• [SUPPLIED TEXT]:
┌──

Although that question, put to me unexpectedly several years ago by someone I was chatting with, took me by surprise, I didn’t have to spend much time searching for the answer.

“Cardinal Newman’s Essay on the Development of Christian Doctrine,” I said confidently—just as I would do now if someone asked me the same thing.

I remembered this incident recently as I thought about John Henry Newman’s upcoming canonization as a saint, scheduled to take place October 13 in Rome. What is it, I asked myself, that makes this scholarly 19th century British churchman an object of continuing interest to so many people 129 years after his death?

The answer, I believe, is that Newman was and remains first and foremost a great defender of the faith—something we’re much in need of now.

A critic who hadn’t read the book might object that the Essay on Development is a poor example of defending the faith, since in the years following Vatican Council II “development” has often been used as cover for changing settled doctrine.

But a comment by theologian Father Louis Bouyer, like Newman a convert to Catholicism, deals neatly with that objection. In his foreword to the Ignatius Press volume of Newman’s Parochial and Plain Sermons, he remarks that the Essay is “not in the least an apology of change for the sake of changing but a most careful delineation between change which means real growth and change which is only corruption.”

It’s worth recalling, too, that Newman, an Anglican clergyman at the time, spent much of 1845 writing the Essay on Development. Finishing the project late in the year, he hastened to seek admission to the Catholic communion, having, one might say, written his way into the Church with this book.

└──

• [EXERCISE INPUT]:
┌──

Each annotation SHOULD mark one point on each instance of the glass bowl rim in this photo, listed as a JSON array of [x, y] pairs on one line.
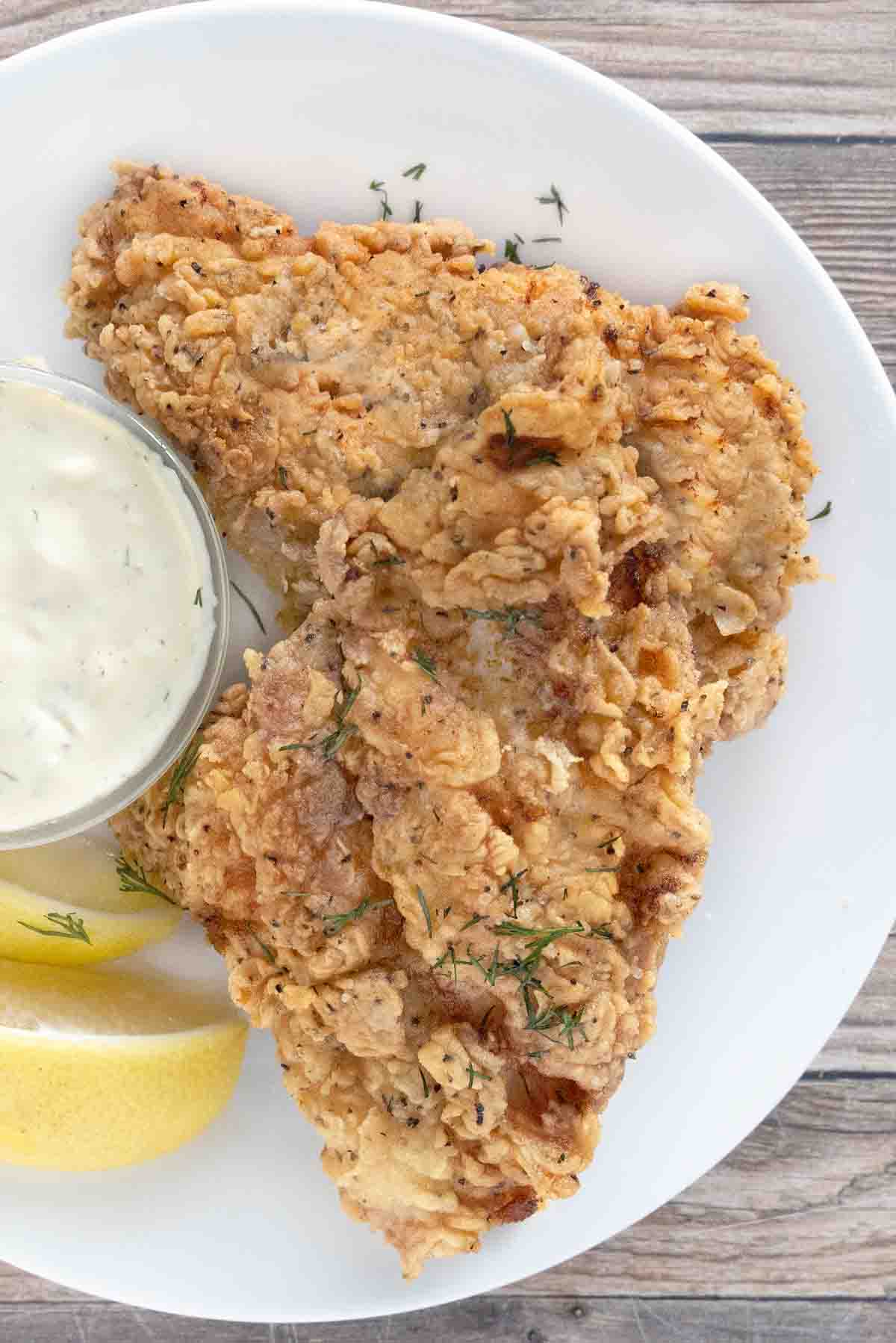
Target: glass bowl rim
[[107, 804]]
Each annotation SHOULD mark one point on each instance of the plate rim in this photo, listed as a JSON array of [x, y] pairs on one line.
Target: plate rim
[[501, 43]]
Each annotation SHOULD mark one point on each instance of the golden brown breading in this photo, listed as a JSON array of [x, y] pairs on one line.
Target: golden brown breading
[[300, 371], [444, 841], [444, 837]]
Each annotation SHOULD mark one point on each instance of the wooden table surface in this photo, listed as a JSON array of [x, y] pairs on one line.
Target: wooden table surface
[[793, 1237]]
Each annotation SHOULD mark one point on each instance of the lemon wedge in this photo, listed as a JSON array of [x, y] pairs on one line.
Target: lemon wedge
[[62, 905], [104, 1068]]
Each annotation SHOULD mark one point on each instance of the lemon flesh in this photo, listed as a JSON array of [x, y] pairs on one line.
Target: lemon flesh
[[105, 1068], [62, 905]]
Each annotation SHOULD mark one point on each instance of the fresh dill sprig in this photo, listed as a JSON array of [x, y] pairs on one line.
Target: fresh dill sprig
[[267, 952], [511, 617], [512, 884], [539, 937], [65, 925], [335, 923], [334, 740], [555, 199], [509, 432], [426, 911], [448, 955], [382, 193], [425, 663], [472, 923], [252, 607], [509, 439], [134, 877], [179, 778]]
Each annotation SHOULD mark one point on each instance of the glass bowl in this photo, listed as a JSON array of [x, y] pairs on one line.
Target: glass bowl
[[101, 807]]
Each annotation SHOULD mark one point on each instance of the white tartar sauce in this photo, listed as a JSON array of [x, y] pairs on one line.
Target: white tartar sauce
[[107, 604]]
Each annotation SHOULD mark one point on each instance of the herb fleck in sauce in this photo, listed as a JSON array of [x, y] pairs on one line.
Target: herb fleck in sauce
[[101, 559]]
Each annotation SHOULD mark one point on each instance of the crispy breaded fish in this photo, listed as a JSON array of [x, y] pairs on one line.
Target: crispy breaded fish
[[445, 834]]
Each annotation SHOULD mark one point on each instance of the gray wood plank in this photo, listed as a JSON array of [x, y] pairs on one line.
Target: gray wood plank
[[865, 1040], [805, 1205], [738, 66], [840, 200], [485, 1319]]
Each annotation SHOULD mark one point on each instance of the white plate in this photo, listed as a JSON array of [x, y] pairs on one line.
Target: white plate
[[302, 104]]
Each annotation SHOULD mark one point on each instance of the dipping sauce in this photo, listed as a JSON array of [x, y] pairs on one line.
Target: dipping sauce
[[107, 604]]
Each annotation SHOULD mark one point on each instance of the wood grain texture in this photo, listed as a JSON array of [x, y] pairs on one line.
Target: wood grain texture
[[818, 67], [744, 66], [793, 1237], [487, 1321]]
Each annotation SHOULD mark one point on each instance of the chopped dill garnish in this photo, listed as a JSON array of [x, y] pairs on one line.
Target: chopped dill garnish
[[426, 911], [512, 884], [511, 617], [555, 199], [250, 604], [539, 937], [382, 193], [179, 778], [473, 922], [267, 952], [425, 663], [603, 931], [335, 923], [134, 877], [66, 925], [449, 955], [334, 740], [509, 432]]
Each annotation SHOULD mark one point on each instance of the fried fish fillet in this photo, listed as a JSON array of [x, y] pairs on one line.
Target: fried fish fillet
[[546, 536], [300, 372]]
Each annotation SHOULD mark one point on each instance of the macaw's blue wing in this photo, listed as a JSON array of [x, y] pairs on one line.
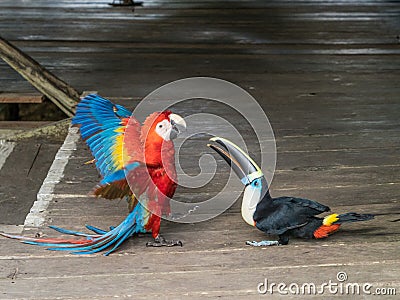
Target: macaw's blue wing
[[103, 125], [93, 243]]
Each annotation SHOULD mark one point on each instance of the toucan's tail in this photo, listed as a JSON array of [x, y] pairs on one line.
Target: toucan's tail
[[353, 217], [331, 223]]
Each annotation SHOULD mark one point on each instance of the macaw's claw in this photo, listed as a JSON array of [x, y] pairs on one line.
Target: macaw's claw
[[160, 241], [263, 243]]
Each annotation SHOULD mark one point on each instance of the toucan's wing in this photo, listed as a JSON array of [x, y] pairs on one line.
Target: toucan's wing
[[289, 213]]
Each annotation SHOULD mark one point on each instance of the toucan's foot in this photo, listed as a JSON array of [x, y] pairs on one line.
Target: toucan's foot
[[263, 243], [159, 241]]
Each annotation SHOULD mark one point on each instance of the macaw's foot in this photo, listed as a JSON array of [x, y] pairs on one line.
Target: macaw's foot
[[159, 241], [263, 243]]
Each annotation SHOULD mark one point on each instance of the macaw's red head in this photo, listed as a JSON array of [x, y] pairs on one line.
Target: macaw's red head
[[158, 130]]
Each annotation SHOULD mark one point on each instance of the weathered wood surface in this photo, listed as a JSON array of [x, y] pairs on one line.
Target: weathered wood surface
[[326, 74], [20, 98], [62, 95]]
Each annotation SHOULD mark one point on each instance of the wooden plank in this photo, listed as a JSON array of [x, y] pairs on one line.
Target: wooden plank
[[22, 124], [63, 95], [20, 98]]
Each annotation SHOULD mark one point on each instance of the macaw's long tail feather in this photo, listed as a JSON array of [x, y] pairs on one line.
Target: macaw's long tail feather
[[77, 233], [112, 239], [353, 217]]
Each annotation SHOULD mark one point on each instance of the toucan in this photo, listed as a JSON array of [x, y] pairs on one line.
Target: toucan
[[284, 217]]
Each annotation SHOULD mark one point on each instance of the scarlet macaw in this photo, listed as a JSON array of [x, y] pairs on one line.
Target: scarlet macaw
[[283, 216], [125, 151]]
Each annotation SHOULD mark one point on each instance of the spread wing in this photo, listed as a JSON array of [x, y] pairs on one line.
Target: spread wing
[[113, 137], [289, 213]]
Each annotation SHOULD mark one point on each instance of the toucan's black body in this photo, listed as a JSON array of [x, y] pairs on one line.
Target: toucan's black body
[[288, 216], [283, 216]]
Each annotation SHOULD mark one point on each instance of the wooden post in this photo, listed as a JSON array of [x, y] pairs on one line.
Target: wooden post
[[59, 92]]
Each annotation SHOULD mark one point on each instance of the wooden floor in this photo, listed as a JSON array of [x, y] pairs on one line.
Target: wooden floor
[[327, 75]]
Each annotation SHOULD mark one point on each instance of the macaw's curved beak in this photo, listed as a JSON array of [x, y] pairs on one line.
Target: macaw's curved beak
[[178, 125], [242, 164]]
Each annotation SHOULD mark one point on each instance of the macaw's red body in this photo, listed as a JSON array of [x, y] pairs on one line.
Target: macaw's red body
[[137, 163]]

└──

• [REQUIREMENT A]: Can you repeat the Newman passage, beginning at "I remembered this" and stopping after "after his death?", with "canonization" swapped for "beatification"?
• [REQUIREMENT B]: Will you copy the rows verbatim, starting at the line that contains "of the golden" and ending after the line that contains "[[793, 1237]]"?
The passage on Newman has no connection to the rows.

• [FINAL ANSWER A]:
I remembered this incident recently as I thought about John Henry Newman’s upcoming beatification as a saint, scheduled to take place October 13 in Rome. What is it, I asked myself, that makes this scholarly 19th century British churchman an object of continuing interest to so many people 129 years after his death?

• [FINAL ANSWER B]:
Each annotation SHOULD mark one point on each instance of the golden brown breading in this photo, listed as a JSON array of [x, y] pairs on one line.
Target: golden brown breading
[[300, 371], [444, 841], [444, 837]]
Each annotation SHOULD mark one point on each instance of the wooden table surface in this photo, listed as a JSON array of [x, y] pairs on one line.
Target: wooden table surface
[[793, 1237]]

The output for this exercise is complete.